▶ Document excerpt:
Note that if there are any issues in the WG about this, we refrain from these changes until after the v45 release, just leaving a note that we're looking at the bidi ordering issues...

The changes are to the syntax and I think important enough to merit doing the change now--the better to stabilize the syntax. It does represent a relaxation of what is allowed in free whitespace. I would like to avoid having a lot of Tech Preview implementations reject bidi-friendlier messages in the fall.

OTOH, it does represent a departure from how we set up the s production.

— Reply to this email directly, view it on GitHub https://github.com/unicode-org/message-format-wg/pull/673#discussion_r1496322779, or unsubscribe https://github.com/notifications/unsubscribe-auth/ACJLEMCY2JTR2URWSKJV3DDYUTUMRAVCNFSM6AAAAABDP5KVM6VHI2DSMVQWIX3LMV43YUDVNRWFEZLROVSXG5CSMV3GSZLXHMYTQOJRGIYTONJZGQ . You are receiving this because you commented.Message ID: @.***>

macchiati avatar Feb 20 '24 18:02 macchiati

I'm a little puzzled about the explicit choice made here of only allowing RLM and LRM, as opposed to other directional formatting characters. Why is that preferable here to LRI/RLI/FSI/PDI, which we're exclusively using in our default bidi isolation strategy??

I've not spent very long (yet...) with bidi concerns, but one aspect that I'm concerned with is the implementation and understanding of the recommendations added by this change. To me, isolates seems more in line with the shape of MF2 syntax and its nestings of code and message text. As a programmer, they're also somewhat easier to reason about as their effects are more direct and, well, isolated.

I'm also a bit concerned about the effects that our allowance for RTL names and identifiers may have, esp. when they are mixed in with LTR names and identifiers, and our general allowance for newlines in whitespace.

Rather than allowing directional formatting characters in any/all whitespace, could we be much more restrictive about which characters we allow, and where? And also perhaps include some explicit guidance about the preferred rendering order for syntax, such as the LTR order within expressions of operand > function name > options > attributes?

For instance, would it be appropriate to only allow the following?

  1. LRM after a syntax whitespace newline
  2. LRI/RLI/FSI before the quoted-pattern start {{
  3. PDI after the quoted-pattern end}}
  4. LRI after the expression or markup start {
  5. PDI before the expression or markup end }
  6. LRI/RLI/FSI before variable or literal
  7. LRI/RLI/FSI before the sigil (if any) prefixing an identifier
  8. PDI after variable, literal, or identifier

The intent with the above would be to ensure that it's possible to have a valid message for which the "code" portions always have an LTR paragraph direction, while allowing for all user-customizable strings to define their own direction.

▶ Records shown:
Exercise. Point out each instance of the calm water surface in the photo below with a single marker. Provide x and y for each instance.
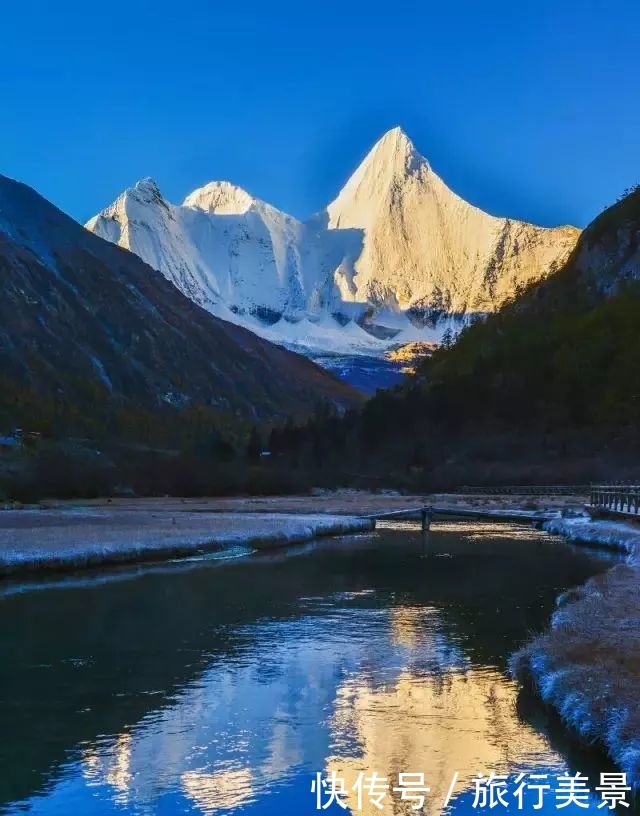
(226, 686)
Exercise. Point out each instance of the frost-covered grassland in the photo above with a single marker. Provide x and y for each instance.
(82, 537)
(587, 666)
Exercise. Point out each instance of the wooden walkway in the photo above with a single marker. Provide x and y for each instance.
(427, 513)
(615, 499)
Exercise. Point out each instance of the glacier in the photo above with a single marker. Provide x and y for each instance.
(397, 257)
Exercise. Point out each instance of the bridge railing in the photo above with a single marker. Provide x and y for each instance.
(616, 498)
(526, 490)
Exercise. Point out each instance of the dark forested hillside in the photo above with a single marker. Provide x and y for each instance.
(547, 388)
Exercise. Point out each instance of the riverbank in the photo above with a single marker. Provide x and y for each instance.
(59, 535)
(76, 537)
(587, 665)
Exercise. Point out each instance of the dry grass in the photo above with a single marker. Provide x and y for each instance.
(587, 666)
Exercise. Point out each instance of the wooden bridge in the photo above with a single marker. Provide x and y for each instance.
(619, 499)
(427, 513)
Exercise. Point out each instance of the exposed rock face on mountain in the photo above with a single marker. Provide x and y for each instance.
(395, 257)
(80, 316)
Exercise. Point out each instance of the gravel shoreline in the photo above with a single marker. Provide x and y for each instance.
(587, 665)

▶ Your objective: Please name the only directional formatting characters that the change in the bidi discussion allows. The rows are separate material with no connection to the bidi discussion.

▶ Answer to the problem: RLM and LRM.